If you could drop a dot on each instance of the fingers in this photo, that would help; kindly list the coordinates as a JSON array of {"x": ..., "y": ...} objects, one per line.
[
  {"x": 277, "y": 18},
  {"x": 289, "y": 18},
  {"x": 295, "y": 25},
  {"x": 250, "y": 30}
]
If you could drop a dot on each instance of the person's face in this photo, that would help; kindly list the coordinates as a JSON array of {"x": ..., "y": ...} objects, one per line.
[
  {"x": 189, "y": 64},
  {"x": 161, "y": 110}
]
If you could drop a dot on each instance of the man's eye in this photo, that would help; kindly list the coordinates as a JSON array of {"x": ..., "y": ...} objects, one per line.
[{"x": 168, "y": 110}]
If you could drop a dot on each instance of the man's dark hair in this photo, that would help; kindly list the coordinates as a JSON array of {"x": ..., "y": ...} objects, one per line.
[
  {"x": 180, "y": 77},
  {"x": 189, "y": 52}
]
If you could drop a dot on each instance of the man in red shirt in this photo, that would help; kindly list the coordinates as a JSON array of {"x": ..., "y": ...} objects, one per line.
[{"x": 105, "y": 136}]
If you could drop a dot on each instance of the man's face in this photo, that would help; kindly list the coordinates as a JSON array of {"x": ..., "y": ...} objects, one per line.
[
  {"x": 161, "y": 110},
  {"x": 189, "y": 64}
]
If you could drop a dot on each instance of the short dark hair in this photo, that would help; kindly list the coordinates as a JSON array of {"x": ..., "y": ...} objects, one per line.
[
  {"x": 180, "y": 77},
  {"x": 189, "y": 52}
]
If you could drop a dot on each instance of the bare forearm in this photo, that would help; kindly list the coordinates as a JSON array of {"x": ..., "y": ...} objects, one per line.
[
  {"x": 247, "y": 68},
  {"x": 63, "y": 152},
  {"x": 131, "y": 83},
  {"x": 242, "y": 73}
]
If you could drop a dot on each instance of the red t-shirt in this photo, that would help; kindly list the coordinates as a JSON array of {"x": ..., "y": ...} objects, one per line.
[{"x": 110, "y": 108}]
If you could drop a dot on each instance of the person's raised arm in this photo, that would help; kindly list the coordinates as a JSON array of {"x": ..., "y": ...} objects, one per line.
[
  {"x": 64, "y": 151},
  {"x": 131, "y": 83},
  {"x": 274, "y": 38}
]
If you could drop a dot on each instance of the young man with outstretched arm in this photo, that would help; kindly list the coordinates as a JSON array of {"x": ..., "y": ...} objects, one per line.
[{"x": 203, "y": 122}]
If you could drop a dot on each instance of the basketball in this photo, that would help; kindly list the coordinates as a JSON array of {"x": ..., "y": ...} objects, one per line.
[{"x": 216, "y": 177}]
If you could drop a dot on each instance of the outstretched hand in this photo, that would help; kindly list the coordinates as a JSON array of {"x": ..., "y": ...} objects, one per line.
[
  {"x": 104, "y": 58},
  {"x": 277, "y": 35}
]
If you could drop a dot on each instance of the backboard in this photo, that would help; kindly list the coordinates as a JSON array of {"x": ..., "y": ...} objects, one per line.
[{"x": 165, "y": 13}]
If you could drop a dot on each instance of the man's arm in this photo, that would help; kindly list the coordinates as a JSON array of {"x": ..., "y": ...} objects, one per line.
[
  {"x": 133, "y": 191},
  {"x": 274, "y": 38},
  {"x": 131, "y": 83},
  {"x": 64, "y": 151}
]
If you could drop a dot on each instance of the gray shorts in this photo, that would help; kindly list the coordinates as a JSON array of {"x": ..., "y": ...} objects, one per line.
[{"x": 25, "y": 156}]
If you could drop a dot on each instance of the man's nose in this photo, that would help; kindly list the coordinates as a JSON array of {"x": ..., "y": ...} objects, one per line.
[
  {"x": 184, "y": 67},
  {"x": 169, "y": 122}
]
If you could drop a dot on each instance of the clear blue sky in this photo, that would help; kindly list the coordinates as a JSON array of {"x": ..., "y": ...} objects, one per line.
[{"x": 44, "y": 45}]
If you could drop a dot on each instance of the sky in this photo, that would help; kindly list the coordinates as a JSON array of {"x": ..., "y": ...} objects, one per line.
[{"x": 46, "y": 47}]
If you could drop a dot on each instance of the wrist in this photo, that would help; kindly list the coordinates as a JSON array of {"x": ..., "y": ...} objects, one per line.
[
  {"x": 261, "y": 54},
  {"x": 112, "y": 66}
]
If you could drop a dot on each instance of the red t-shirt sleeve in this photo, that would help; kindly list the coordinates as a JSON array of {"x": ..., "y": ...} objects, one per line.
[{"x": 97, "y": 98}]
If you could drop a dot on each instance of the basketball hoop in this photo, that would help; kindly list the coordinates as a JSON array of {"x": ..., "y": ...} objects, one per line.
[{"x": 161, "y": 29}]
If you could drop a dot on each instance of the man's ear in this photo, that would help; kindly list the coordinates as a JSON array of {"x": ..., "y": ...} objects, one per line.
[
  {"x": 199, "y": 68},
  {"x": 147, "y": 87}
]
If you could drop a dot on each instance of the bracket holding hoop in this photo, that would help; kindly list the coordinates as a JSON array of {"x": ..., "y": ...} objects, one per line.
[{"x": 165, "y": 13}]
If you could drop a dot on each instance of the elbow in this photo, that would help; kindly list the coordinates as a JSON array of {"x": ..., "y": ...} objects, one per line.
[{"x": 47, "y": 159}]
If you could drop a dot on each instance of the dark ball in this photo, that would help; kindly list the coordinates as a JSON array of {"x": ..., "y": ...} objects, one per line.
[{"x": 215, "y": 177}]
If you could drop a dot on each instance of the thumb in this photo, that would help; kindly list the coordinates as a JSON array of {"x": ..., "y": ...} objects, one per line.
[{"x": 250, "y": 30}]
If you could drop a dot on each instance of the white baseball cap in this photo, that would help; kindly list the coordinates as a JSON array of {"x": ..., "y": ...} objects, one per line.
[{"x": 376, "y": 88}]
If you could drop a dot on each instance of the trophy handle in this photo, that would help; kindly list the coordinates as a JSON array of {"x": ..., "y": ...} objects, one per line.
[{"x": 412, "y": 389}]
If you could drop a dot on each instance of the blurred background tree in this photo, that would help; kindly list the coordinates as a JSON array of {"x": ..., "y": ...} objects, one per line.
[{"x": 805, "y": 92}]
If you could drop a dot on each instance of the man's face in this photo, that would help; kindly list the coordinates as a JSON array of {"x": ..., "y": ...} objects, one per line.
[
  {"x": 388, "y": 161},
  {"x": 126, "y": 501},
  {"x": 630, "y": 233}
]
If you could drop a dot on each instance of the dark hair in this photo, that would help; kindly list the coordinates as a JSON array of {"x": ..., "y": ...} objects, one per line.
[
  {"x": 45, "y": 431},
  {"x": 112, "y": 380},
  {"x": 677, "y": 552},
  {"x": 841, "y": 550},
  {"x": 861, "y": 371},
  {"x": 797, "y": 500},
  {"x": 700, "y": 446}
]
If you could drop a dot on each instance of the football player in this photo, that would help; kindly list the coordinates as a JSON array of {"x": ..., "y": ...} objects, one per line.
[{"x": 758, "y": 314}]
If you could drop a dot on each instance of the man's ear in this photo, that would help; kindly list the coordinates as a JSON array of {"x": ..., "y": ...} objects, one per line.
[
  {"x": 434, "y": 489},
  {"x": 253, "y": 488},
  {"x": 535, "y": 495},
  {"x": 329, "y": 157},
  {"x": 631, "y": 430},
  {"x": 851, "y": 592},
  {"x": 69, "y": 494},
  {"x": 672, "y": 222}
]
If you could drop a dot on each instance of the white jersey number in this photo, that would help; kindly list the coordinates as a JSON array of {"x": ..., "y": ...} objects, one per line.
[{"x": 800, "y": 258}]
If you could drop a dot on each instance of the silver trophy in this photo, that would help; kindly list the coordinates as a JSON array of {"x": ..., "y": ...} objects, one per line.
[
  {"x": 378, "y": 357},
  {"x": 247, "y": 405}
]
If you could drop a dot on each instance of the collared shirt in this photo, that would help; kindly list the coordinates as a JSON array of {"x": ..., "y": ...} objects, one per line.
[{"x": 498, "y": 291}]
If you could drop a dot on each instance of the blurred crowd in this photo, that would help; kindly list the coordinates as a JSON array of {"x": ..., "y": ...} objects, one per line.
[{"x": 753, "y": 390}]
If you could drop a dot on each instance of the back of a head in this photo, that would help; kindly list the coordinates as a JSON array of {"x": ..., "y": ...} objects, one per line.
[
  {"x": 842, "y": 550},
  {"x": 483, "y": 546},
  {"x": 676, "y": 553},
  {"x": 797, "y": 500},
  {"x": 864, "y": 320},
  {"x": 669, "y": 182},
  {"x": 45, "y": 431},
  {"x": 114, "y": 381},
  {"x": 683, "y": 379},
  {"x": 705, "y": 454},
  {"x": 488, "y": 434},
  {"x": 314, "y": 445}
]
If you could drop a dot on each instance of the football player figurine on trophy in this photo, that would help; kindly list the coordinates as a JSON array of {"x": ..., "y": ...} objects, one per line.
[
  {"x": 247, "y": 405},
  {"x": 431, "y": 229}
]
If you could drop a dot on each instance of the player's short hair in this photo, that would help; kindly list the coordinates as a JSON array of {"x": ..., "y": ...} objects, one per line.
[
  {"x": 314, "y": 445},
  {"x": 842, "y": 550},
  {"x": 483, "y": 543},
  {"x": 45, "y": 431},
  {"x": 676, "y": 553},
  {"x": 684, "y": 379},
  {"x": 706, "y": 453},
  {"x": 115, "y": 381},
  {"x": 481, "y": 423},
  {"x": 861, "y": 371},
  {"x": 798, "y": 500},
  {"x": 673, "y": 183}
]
******
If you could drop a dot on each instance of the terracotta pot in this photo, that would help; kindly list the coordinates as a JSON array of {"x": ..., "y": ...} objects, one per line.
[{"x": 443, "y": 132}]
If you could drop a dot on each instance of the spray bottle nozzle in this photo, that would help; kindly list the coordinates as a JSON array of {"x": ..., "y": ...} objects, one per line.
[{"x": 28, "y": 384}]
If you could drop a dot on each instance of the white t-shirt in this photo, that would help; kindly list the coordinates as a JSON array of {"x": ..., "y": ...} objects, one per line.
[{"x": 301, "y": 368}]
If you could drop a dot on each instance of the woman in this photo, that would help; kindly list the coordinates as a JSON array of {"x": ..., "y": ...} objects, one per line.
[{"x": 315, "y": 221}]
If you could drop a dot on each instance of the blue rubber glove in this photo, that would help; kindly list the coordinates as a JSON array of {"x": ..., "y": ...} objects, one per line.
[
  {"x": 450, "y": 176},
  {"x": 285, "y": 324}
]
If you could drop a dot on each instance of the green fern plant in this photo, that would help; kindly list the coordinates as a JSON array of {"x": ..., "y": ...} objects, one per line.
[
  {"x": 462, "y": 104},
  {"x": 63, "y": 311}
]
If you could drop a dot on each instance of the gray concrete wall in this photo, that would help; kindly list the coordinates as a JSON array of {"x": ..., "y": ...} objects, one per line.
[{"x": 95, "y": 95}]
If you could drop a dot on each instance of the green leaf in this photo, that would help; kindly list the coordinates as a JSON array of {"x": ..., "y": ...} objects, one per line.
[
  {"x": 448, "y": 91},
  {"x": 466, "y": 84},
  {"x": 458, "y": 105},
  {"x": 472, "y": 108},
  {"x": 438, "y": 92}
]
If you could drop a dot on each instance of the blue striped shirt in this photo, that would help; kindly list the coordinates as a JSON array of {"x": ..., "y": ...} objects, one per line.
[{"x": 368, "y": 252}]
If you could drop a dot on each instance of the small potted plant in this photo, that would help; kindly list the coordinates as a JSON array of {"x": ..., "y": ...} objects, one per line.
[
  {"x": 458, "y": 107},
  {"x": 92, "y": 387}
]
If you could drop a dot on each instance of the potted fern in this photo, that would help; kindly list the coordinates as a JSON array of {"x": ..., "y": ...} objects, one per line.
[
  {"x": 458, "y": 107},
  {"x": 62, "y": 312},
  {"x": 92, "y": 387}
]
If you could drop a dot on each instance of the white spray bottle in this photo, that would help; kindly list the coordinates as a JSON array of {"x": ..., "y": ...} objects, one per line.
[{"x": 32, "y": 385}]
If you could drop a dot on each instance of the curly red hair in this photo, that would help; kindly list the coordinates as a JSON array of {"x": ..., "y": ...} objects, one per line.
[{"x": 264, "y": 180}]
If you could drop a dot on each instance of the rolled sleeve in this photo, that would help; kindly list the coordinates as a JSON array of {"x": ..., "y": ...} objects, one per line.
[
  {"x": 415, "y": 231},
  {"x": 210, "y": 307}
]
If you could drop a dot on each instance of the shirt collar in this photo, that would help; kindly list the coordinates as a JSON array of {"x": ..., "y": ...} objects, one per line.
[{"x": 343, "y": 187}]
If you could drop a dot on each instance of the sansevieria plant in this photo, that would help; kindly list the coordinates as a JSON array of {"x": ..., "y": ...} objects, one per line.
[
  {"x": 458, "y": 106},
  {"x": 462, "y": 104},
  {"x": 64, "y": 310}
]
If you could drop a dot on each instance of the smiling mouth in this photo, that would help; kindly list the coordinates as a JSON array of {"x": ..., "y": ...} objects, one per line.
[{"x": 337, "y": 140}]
******
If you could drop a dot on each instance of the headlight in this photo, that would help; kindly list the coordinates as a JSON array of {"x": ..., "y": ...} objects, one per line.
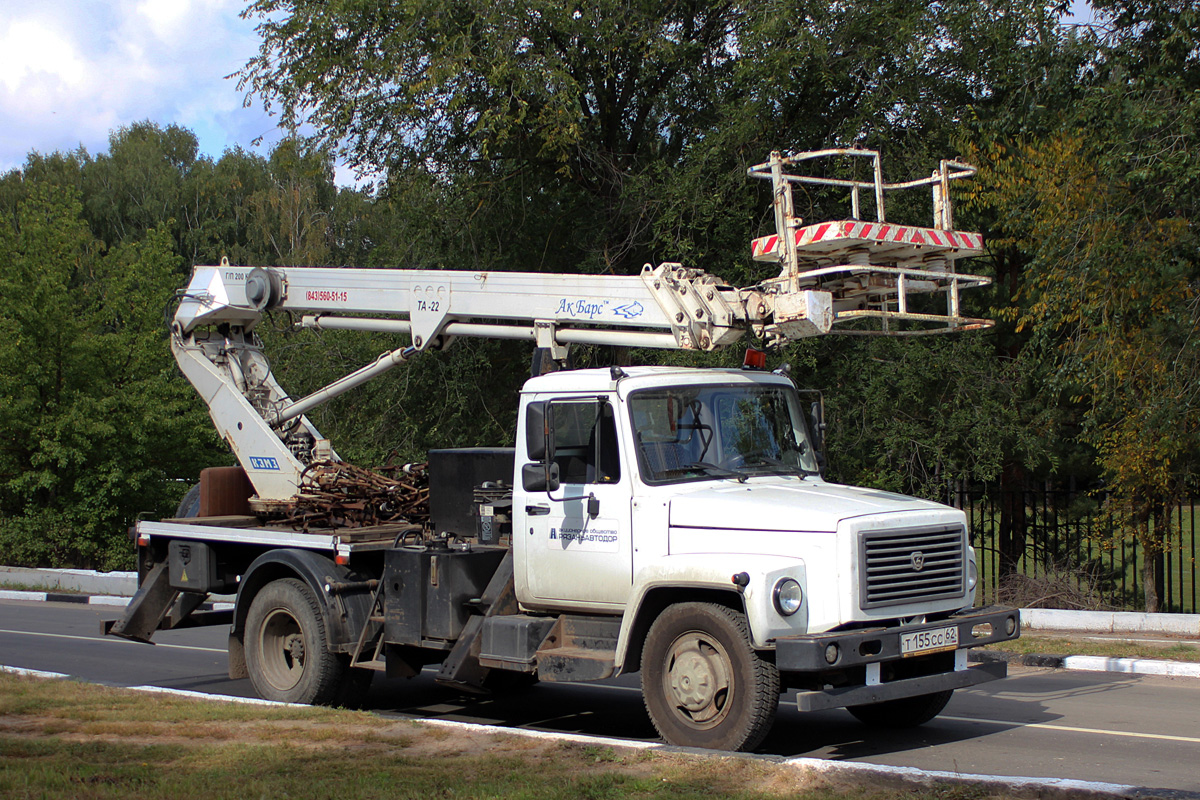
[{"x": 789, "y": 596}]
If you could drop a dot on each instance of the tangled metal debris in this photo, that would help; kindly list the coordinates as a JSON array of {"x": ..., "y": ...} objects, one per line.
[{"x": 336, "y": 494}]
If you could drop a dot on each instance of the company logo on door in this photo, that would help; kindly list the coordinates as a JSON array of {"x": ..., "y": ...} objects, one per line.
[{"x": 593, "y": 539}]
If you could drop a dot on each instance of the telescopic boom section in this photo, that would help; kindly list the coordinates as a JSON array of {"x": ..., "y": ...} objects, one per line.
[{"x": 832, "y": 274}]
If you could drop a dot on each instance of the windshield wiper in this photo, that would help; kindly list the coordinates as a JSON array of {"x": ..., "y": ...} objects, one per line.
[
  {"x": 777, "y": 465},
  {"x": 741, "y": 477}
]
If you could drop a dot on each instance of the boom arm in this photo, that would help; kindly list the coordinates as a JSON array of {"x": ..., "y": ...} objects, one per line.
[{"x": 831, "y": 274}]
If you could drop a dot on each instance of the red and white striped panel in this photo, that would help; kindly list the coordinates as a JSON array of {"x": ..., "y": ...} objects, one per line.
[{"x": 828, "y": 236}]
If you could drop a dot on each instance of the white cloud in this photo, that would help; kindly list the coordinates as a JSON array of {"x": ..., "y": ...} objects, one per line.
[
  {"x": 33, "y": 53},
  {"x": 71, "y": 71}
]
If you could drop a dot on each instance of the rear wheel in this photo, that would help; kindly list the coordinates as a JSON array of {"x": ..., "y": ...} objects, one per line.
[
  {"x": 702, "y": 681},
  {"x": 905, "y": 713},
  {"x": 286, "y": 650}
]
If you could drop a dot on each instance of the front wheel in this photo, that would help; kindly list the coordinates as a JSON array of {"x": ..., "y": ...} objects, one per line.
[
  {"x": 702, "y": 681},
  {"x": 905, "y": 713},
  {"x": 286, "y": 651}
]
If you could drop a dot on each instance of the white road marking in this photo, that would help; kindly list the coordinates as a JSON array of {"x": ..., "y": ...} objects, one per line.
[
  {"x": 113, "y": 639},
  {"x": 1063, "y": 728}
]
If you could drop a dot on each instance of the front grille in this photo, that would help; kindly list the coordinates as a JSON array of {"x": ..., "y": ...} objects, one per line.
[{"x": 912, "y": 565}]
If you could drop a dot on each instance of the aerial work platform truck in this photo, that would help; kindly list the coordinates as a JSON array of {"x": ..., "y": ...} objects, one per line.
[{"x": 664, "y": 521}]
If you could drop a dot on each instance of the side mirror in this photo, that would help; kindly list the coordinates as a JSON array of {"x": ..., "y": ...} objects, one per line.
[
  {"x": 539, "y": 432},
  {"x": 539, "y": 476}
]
******
YOUR OBJECTIVE:
Pick out and copy every line of the entries above that contains the string "fern". Case counts.

RESULT FOR THIS TASK:
If you could drop a dot on each instance of the green fern plant in this photo, that would help; kindly list the coordinates as a JSON array of {"x": ..., "y": ...} objects, one per line.
If you could drop a dot on each instance of the potted fern in this photo, that would help; kindly list the coordinates as a JSON array of {"x": ..., "y": ...} objects, one per line.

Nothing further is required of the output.